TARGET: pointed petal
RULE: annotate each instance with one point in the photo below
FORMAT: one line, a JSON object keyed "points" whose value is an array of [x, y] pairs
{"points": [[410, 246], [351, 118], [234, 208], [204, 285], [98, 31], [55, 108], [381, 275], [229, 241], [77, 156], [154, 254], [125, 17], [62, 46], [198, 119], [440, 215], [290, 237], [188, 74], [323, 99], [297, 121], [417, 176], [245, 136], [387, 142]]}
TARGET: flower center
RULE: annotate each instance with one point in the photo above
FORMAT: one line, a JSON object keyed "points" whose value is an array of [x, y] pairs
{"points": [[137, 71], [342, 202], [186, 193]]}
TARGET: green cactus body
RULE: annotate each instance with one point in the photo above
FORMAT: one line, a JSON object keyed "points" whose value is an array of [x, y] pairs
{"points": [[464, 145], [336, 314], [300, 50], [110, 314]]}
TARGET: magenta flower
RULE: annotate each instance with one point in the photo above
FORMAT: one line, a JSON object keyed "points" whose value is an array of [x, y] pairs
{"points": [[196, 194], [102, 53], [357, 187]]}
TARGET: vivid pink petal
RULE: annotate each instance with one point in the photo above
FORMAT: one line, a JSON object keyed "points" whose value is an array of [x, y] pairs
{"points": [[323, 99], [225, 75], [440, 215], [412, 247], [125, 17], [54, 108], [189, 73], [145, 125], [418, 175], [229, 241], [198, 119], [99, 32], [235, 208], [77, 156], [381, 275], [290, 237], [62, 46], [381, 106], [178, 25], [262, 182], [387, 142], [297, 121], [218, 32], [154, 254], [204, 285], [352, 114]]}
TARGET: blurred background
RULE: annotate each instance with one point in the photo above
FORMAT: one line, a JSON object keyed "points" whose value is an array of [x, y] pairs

● **Exercise requirements**
Copy every line of the material above word for word.

● **Solution to the problem**
TARGET: pointed petal
RULE: annotate each instance with one point in the photo below
FORMAT: one line, a JSON object keyed "points" whose value is an array of [x, y] pairs
{"points": [[410, 246], [351, 118], [234, 208], [204, 285], [98, 31], [55, 108], [381, 275], [229, 241], [77, 156], [154, 254], [125, 17], [62, 46], [198, 119], [440, 215], [290, 237], [188, 74], [323, 99], [297, 121], [417, 176], [245, 136], [387, 142]]}
TARGET: flower center
RULE: annotate each instance with one point in the photo above
FORMAT: one line, a JSON object keyed "points" whose value is an array of [x, y] pairs
{"points": [[137, 71], [342, 202], [186, 193]]}
TARGET: green cactus body
RULE: annotate each instance with one point in the photo above
FORMAT: one line, a JSON object keyed "points" whose value is an array of [x, y] pairs
{"points": [[464, 145], [336, 314], [300, 50], [110, 314]]}
TARGET: magenta flower
RULE: annotate each instance with one point in the photo above
FORMAT: one line, a JSON object keyed "points" whose value is an array of [x, y] pairs
{"points": [[196, 194], [102, 53], [357, 187]]}
TARGET: vivid pink petal
RULE: annotate each instance with one point in the photo above
FORMAT: one line, a JSON object keyed "points" whose value is an array of [x, y] pairs
{"points": [[323, 99], [225, 75], [440, 215], [412, 247], [125, 17], [54, 108], [189, 73], [145, 125], [418, 175], [229, 241], [198, 119], [99, 32], [235, 208], [77, 156], [381, 275], [290, 237], [62, 46], [381, 106], [178, 25], [262, 182], [387, 142], [297, 121], [218, 32], [154, 254], [204, 285], [352, 114]]}
TARGET: blurred background
RULE: annotate each instance with one point in the photo above
FORMAT: one line, a JSON object keyed "points" whose value is an array of [x, y] pairs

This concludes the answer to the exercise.